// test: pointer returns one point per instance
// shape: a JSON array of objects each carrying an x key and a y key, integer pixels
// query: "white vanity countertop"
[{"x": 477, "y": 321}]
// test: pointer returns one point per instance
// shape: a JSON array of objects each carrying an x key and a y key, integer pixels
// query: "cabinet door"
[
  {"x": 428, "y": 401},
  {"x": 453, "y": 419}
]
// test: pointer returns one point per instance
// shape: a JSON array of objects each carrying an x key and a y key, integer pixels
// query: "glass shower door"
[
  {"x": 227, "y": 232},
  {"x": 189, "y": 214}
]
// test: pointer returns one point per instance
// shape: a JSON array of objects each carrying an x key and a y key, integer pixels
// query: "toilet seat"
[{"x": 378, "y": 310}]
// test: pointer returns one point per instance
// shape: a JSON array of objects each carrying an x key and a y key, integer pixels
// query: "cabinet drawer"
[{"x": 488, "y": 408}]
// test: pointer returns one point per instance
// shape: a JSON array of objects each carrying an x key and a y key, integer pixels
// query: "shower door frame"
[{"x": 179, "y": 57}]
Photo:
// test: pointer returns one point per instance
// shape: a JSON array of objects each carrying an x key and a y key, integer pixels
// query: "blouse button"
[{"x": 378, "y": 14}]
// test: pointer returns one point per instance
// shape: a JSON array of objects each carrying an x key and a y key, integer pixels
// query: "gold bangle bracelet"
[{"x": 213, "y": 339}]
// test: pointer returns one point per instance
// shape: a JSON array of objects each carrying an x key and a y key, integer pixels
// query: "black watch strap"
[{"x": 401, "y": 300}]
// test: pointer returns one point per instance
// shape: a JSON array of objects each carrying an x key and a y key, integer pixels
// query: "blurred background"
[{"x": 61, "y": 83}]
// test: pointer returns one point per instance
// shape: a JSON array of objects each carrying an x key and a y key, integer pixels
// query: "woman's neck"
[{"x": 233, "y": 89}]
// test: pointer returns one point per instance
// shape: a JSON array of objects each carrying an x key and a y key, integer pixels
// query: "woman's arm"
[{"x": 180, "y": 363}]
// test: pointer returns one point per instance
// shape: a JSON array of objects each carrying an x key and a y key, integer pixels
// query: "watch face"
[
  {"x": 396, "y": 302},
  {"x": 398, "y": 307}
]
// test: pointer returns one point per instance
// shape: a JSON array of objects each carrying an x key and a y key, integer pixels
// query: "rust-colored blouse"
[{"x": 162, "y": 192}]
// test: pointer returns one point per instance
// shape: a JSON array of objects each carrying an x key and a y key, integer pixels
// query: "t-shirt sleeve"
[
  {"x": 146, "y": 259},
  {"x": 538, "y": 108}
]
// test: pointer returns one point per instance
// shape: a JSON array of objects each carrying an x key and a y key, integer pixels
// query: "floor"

BRIEF ▸
All of the data above must be set down again exactly.

ANSWER BOX ▸
// test: pointer returns one point per instance
// shape: a JSON array of objects each carrying an x key and a y key, integer pixels
// query: "white vanity countertop"
[{"x": 477, "y": 321}]
// test: pointer returns one point per instance
// shape: a JSON array of objects each carrying an x key and a y key, integer pixels
// query: "cabinet door"
[
  {"x": 428, "y": 401},
  {"x": 453, "y": 419}
]
// test: pointer returns one point per instance
// shape: a JSON array of objects each carrying an x key and a y key, integer pixels
// query: "glass shower door"
[
  {"x": 227, "y": 232},
  {"x": 189, "y": 214}
]
// test: pointer returns one point per instance
// shape: a JSON array of objects each carrying an x key and a y key, integer pixels
// query: "toilet seat"
[{"x": 378, "y": 310}]
// test: pointer returns one point per instance
// shape: a JSON array of objects each carrying an x key and a y key, integer pixels
// query: "cabinet drawer"
[{"x": 488, "y": 408}]
// test: pointer returns one point per instance
// shape: a JSON array of objects each carrying an x key and a y key, integer pixels
// query: "shower door frame"
[{"x": 179, "y": 57}]
Photo:
// test: pointer returns one point per instance
// shape: a JSON array of objects each carrying an x key and a y key, integer pixels
// query: "blouse button"
[{"x": 378, "y": 14}]
// test: pointer returns one point per instance
// shape: a JSON array of objects each carrying an x key and a y key, integer pixels
// query: "gold bangle bracelet"
[{"x": 213, "y": 339}]
// test: pointer returns one point per instance
// shape: a JSON array of objects each carrying an x key and a y key, integer pixels
// query: "black watch strap"
[{"x": 401, "y": 300}]
// test: pointer returns one point per instance
// shape: a JSON array of objects each carrying an x key and a y key, integer pixels
// query: "blurred background"
[{"x": 61, "y": 83}]
// test: pointer returns one point per instance
// shape: a JSON array of objects each carrying an x key and a y key, integer pixels
// query: "woman's neck"
[{"x": 233, "y": 89}]
// test: pointer returns one point per instance
// shape: a JSON array of objects each carrying an x key and a y key, integer pixels
// query: "woman's arm"
[{"x": 180, "y": 363}]
// test: pointer returns one point per instance
// shape: a JSON array of objects each carrying an x key and a y key, integer pixels
// query: "watch face"
[
  {"x": 396, "y": 302},
  {"x": 398, "y": 307}
]
// test: pointer returns one point per instance
// shape: a JSON array of objects each carrying an x key and a y key, integer pixels
// query: "rust-colored blouse"
[{"x": 162, "y": 192}]
// test: pointer returns one point per instance
// shape: a JSON array of objects each carrying an x key and a y key, integer pixels
// query: "t-shirt sleeve"
[
  {"x": 146, "y": 259},
  {"x": 538, "y": 108}
]
// test: pointer returns one point per instance
// shape: a JSON array of objects each carrying an x key and a y key, integer pixels
// query: "floor"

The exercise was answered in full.